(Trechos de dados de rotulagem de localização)
........
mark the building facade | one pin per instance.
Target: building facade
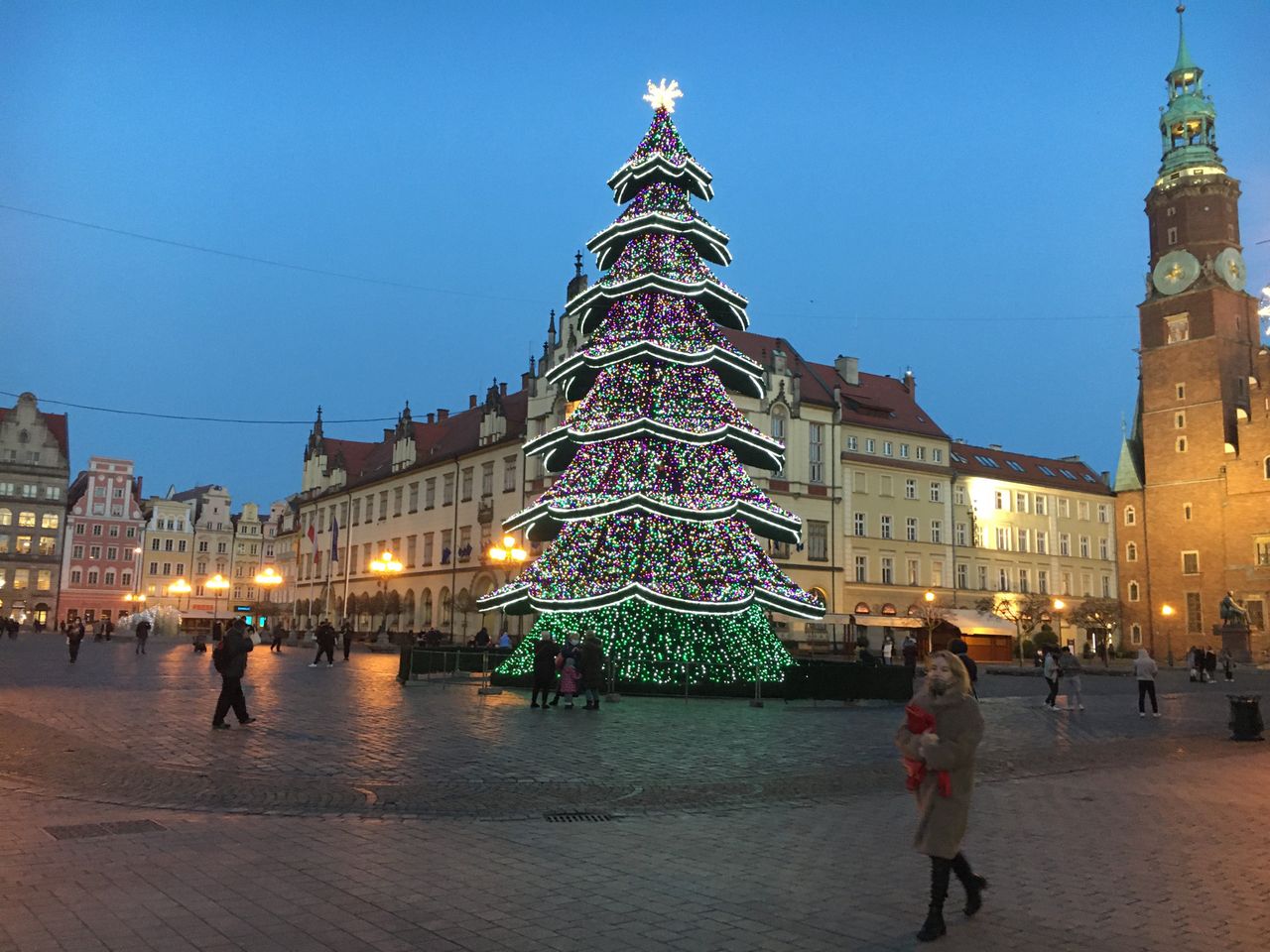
(1194, 475)
(102, 558)
(168, 551)
(35, 468)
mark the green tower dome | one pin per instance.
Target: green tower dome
(1188, 125)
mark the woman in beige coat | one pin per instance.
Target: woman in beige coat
(948, 748)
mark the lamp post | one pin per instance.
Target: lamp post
(217, 584)
(384, 569)
(929, 598)
(511, 557)
(1167, 612)
(268, 579)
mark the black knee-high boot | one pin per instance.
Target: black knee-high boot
(974, 885)
(934, 925)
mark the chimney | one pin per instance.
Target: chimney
(848, 368)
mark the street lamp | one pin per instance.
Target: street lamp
(217, 584)
(511, 557)
(384, 569)
(268, 579)
(1167, 612)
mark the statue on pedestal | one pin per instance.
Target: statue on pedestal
........
Transforme em uma lista JSON de strings as linhas que começam na que contém "mark the black" e terminam na última linha acima, incluindo ambas. Use uma string para cada linha e omita as linhas em branco.

[
  "mark the black knee-high boot | one pin per instance.",
  "Target: black knee-high boot",
  "(974, 885)",
  "(934, 925)",
  "mark the chimney | one pin per instance.",
  "Target: chimney",
  "(848, 368)",
  "mark the street lamp | one pin per instance.",
  "Target: street lamp",
  "(217, 584)",
  "(511, 557)",
  "(384, 569)",
  "(268, 579)",
  "(1167, 612)",
  "mark the statue on pedestal | one pin per instance.",
  "Target: statue on pedestal"
]